Tekst źródłowy:
• • • •

O czym są te reportaże?

– To opowieści w sumie o kilkunastu osobach – byłych lub obecnych sportowcach, trenerach; jest także dziennikarz sportowy. W różnych wieku, z różnych dyscyplin. Najmłodszy bohater ma 20 lat, najstarszy – profesor chemii, była spadochroniarka – przeszło 90. To nie tylko historie sportowe, to również ich wspomnienia czasów, w jakich przyszło im grać, trenować, ale również po prostu żyć. Niektóre z tych opowieści mogą być doskonałą fabułą do filmu. Cieszę się, że cykl „Mojego podium” można było przeczytać na wielu portalach internetowych; niektóre były także w wydaniu papierowym.

Który z bohaterów zrobił na tobie największe wrażenie?

– Z całą pewnością Andrzej Frączkowski – człowiek-legenda lubelskiego sportu, który pamięta początki sportu jeszcze sprzed wojny. W czasie okupacji sporo przeżył – otarł się o śmierć, kiedy przekazywał żywność więźniom z Majdanka. Po wojnie został wieloletnim działaczem sportowym, był szefem Startu Lublin. Jego zasługi dla lubelskiego sportu są ogromne.

• • • •

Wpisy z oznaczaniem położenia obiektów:
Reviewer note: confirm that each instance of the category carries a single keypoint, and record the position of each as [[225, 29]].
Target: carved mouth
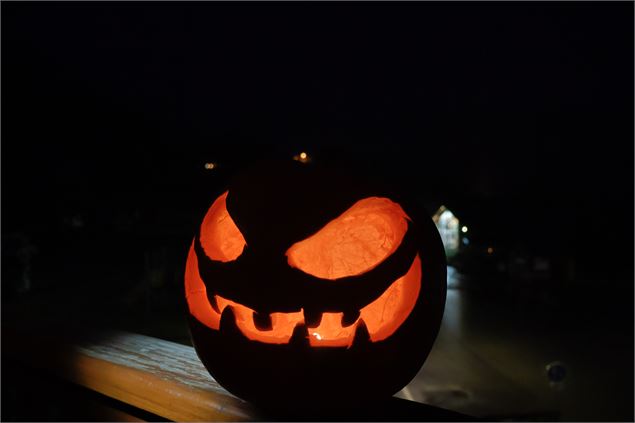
[[376, 321]]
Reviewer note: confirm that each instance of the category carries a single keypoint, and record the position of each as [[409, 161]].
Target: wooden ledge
[[163, 378]]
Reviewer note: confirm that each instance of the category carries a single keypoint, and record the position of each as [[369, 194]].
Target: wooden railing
[[159, 377]]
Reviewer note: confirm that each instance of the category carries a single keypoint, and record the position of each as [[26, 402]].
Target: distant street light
[[303, 157]]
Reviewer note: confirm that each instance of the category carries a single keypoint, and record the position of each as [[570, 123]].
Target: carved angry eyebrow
[[220, 237], [354, 242]]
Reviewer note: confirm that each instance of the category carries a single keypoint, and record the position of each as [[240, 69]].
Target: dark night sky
[[519, 114]]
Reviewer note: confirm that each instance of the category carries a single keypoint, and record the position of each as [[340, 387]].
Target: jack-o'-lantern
[[309, 288]]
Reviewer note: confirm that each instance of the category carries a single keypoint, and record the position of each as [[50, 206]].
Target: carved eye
[[220, 237], [353, 243]]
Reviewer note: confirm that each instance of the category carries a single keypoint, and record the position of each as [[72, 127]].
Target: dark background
[[518, 116]]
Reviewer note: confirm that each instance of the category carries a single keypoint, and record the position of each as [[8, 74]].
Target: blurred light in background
[[303, 157]]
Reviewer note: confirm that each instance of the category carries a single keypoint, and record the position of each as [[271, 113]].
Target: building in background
[[449, 229]]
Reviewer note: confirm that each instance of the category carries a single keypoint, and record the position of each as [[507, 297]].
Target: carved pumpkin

• • • •

Zadanie do wykonania: Przepisz wiernie fragment rozmowy o reportażach sportowych, który zaczyna się od słów zawierających „O czym są te”, a kończy na „w wydaniu papierowym.”. Wpisy nie są potrzebne do wykonania zadania.

Odpowiedź na zadanie:
O czym są te reportaże?

– To opowieści w sumie o kilkunastu osobach – byłych lub obecnych sportowcach, trenerach; jest także dziennikarz sportowy. W różnych wieku, z różnych dyscyplin. Najmłodszy bohater ma 20 lat, najstarszy – profesor chemii, była spadochroniarka – przeszło 90. To nie tylko historie sportowe, to również ich wspomnienia czasów, w jakich przyszło im grać, trenować, ale również po prostu żyć. Niektóre z tych opowieści mogą być doskonałą fabułą do filmu. Cieszę się, że cykl „Mojego podium” można było przeczytać na wielu portalach internetowych; niektóre były także w wydaniu papierowym.